● **Request A**: For how many years does the women and peacebuilding text say the AUMF has been used to justify US military intervention abroad?
● **Request B**: Please list every action that the women and peacebuilding text says grassroots women are taking.
● **Request C**: Pick up the women and peacebuilding text where it stops and carry it forward.

Women like these are often the first responders in crisis and experts in peacebuilding, but have long been excluded from peace processes. They are seeking leadership at the negotiating table, which results in more sustainable, inclusive and longer-lasting peace. The US owes them concrete support after decades of bombing their communities and worsening threats to women.

Policy Recommendations

Repeal the AUMF. It’s high time to repeal the AUMF, which has been used to justify endless US military intervention abroad for 18 years.

Turn from war to peace. Instead of its “military first” strategy, the US must shift to a feminist foreign policy that emphasizes diplomacy, cooperative approaches to conflict resolution, and support for struggling communities and grassroots women-led movements. In Iran, for instance, rather than escalating towards war, the US must recommit to the Iran nuclear deal, which had shown concrete gains.

Support women’s solutions. Women at the grassroots are mobilizing for an end to conflict locally, nationally, and globally; creating humanitarian aid corridors to feed families in warzones; seeking justice for victims of sexual violence; and pushing for the safety of refugees and vulnerable communities. The US must lift up women’s solutions, which address the root causes of conflict, enhance community economic and social resilience, and advance human rights.

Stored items
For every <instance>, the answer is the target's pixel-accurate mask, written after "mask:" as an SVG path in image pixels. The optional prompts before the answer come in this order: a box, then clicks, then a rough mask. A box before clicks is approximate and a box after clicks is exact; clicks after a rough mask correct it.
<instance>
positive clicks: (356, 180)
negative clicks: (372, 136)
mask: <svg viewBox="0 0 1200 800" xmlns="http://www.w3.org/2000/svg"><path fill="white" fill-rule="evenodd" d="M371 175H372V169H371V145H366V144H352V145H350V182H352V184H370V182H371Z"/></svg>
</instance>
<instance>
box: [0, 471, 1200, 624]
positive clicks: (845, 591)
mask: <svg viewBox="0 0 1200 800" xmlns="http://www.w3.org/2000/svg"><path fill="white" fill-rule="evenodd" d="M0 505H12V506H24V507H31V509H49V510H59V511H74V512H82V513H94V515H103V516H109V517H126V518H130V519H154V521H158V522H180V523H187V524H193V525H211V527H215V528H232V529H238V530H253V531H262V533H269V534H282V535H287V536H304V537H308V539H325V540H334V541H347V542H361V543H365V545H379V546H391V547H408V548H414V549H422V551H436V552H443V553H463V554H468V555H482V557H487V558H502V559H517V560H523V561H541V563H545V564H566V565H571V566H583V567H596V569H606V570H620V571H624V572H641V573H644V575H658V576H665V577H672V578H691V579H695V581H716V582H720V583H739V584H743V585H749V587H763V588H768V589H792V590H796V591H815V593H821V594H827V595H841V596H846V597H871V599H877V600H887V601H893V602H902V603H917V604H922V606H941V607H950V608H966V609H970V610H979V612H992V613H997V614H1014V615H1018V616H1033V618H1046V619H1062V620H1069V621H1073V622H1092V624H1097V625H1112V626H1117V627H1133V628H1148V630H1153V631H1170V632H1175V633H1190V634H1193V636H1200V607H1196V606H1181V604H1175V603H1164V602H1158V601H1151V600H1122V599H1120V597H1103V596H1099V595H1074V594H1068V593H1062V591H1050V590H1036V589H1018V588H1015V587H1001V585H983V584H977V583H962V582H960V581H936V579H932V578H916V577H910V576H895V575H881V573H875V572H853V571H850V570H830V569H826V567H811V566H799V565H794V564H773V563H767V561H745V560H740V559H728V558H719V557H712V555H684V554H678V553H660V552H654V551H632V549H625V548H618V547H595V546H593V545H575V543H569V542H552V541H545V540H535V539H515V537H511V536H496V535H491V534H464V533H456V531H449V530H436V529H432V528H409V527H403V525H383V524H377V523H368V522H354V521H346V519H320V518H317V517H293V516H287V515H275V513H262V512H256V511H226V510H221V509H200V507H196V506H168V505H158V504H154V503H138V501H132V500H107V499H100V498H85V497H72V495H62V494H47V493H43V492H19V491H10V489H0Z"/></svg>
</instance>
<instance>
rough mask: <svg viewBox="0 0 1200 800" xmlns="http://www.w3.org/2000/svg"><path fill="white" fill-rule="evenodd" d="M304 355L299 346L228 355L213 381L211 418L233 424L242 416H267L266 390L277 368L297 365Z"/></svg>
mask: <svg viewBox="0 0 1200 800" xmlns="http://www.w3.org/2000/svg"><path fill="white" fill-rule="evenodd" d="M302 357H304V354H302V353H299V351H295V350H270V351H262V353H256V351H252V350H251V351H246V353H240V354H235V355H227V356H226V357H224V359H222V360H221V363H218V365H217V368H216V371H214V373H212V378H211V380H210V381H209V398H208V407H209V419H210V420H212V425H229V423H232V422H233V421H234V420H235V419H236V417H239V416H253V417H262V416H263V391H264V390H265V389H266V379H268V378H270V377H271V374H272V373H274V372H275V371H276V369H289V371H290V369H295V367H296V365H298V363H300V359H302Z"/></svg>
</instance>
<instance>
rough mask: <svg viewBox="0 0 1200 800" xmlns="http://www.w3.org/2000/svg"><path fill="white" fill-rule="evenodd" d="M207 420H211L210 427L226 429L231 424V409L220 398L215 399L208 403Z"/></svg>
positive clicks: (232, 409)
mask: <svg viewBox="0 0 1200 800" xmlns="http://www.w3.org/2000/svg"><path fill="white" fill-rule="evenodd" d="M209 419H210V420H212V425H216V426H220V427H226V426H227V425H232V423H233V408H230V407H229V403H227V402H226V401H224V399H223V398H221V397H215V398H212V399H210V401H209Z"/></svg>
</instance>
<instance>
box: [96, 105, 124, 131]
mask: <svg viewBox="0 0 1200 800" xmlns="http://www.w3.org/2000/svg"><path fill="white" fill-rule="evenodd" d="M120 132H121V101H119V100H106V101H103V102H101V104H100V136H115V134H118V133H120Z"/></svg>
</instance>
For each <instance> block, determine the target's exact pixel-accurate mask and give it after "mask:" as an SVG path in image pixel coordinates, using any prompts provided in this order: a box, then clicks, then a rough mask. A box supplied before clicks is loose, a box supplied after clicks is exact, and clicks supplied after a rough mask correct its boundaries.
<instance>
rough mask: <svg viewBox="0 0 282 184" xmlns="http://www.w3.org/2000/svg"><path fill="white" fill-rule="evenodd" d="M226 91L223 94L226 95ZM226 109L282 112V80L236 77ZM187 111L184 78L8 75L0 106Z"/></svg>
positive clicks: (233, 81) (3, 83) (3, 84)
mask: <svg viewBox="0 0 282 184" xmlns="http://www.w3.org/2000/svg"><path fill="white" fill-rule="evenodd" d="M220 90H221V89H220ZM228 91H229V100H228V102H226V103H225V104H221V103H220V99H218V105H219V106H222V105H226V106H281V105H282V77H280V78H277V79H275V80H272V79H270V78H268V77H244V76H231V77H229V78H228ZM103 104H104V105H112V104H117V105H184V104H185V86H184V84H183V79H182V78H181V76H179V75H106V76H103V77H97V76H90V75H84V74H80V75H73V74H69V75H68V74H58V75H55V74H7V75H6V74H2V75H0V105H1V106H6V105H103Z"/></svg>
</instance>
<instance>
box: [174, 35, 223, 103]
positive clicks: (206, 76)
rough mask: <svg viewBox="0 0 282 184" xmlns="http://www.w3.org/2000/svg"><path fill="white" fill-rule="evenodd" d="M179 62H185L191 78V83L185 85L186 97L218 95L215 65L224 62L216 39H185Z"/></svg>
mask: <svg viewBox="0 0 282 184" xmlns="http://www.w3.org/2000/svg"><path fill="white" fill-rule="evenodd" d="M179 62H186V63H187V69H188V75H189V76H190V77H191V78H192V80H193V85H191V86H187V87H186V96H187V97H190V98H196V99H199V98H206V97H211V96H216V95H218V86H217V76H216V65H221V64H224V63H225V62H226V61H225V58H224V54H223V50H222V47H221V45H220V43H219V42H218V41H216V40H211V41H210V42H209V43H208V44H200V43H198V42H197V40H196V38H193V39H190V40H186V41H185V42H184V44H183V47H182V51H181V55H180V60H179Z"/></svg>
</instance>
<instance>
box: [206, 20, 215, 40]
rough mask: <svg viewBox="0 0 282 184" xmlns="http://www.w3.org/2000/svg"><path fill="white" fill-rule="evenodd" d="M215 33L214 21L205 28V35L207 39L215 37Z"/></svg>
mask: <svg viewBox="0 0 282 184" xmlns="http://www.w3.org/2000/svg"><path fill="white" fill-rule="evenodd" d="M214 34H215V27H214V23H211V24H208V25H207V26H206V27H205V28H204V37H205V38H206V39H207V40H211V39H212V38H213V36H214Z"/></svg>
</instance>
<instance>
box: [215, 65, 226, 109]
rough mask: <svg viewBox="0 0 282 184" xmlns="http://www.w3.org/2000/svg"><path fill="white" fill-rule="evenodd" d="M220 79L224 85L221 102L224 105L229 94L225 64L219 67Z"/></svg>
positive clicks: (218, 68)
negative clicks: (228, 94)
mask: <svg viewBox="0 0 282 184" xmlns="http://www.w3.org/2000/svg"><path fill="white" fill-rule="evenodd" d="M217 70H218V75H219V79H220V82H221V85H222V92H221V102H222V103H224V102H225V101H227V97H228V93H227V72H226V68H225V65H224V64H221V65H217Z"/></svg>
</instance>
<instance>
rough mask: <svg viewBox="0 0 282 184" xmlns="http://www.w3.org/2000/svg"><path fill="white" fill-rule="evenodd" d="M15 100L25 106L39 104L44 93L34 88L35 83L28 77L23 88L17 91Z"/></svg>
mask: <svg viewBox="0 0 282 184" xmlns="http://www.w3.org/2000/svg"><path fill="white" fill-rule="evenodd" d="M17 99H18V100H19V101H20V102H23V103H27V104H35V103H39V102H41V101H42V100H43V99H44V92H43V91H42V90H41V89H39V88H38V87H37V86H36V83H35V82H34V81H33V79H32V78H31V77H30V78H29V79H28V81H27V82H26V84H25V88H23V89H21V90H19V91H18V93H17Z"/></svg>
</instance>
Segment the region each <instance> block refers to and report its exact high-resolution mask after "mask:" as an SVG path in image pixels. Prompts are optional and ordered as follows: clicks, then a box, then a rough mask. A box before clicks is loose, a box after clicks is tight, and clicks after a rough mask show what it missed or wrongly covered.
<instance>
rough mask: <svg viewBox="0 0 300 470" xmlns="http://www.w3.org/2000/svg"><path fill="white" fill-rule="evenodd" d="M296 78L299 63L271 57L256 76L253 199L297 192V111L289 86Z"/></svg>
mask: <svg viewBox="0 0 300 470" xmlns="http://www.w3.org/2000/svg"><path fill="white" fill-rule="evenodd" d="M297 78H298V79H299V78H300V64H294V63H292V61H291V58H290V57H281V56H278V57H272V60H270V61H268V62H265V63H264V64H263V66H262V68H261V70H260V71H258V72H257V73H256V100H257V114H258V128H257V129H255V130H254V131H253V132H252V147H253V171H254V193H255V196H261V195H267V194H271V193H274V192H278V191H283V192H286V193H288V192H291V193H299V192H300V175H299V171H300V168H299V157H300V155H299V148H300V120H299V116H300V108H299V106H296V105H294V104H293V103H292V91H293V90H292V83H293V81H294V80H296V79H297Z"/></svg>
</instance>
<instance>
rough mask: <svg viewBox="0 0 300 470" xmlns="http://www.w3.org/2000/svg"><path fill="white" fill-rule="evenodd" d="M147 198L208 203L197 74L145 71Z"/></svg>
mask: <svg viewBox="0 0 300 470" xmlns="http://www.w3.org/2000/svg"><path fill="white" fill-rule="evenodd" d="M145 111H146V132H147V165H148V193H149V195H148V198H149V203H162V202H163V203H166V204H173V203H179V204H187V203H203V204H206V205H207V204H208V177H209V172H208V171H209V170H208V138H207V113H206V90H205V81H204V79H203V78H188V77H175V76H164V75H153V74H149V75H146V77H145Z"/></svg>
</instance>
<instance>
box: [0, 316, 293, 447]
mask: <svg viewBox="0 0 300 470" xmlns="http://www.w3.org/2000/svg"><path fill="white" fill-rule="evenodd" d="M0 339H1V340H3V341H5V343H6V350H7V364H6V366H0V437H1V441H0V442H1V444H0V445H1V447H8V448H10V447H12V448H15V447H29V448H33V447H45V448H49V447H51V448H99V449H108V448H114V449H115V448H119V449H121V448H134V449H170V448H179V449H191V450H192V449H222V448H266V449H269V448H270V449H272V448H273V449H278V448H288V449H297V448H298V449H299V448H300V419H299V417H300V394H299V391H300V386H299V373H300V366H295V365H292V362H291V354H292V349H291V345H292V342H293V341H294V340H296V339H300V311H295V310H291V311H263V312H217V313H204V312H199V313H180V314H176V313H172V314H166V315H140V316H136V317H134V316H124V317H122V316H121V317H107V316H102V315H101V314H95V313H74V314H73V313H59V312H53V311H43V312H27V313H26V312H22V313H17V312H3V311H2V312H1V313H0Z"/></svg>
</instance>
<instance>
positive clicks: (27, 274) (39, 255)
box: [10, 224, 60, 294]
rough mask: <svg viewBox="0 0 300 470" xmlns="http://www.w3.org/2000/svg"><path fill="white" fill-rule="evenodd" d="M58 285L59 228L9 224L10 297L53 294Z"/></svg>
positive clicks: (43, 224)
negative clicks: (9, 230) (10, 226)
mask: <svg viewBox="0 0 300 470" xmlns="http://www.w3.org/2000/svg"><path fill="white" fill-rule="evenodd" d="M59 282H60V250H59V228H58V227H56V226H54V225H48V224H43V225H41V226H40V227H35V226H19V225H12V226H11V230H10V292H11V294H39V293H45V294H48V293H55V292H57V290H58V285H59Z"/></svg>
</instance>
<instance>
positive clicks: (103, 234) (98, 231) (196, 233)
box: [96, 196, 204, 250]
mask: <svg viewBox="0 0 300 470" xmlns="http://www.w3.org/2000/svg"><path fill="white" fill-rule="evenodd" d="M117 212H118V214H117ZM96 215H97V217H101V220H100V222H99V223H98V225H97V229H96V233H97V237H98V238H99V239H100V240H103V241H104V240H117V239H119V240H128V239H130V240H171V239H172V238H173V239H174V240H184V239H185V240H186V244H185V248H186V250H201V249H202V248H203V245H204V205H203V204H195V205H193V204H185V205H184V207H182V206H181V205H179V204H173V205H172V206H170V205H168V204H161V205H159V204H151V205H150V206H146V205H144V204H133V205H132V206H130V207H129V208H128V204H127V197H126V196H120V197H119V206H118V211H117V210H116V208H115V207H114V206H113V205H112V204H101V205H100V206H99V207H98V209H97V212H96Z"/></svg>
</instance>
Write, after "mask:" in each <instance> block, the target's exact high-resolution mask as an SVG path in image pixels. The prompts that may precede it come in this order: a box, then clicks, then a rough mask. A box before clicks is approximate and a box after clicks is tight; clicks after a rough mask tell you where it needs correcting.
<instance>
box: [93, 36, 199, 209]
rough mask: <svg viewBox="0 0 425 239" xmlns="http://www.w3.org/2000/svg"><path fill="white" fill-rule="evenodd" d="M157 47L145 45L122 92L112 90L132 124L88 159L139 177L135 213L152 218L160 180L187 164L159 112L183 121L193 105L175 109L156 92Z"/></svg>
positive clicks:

● **Response area A**: 18 years.

● **Response area B**:
- Mobilizing for an end to conflict locally, nationally, and globally
- Creating humanitarian aid corridors to feed families in warzones
- Seeking justice for victims of sexual violence
- Pushing for the safety of refugees and vulnerable communities

● **Response area C**:
Elevate the role of women at the negotiating table. The evidence is clear: broadened peace processes that are inclusive of women and civil society groups are 35% more likely to last at least fifteen years than those that include only armed actors and political parties. Yet, women represent only 4% of major peace accord signatories in the last 20 years. Despite releasing a Strategy on Women, Peace, and Security, the Trump administration has excluded women from Afghanistan’s peace process. Justice demands that the US dedicate tangible resources to ensuring that women are at the negotiating table, especially to end the wars it has fueled in countries like Afghanistan, Yemen, and Syria.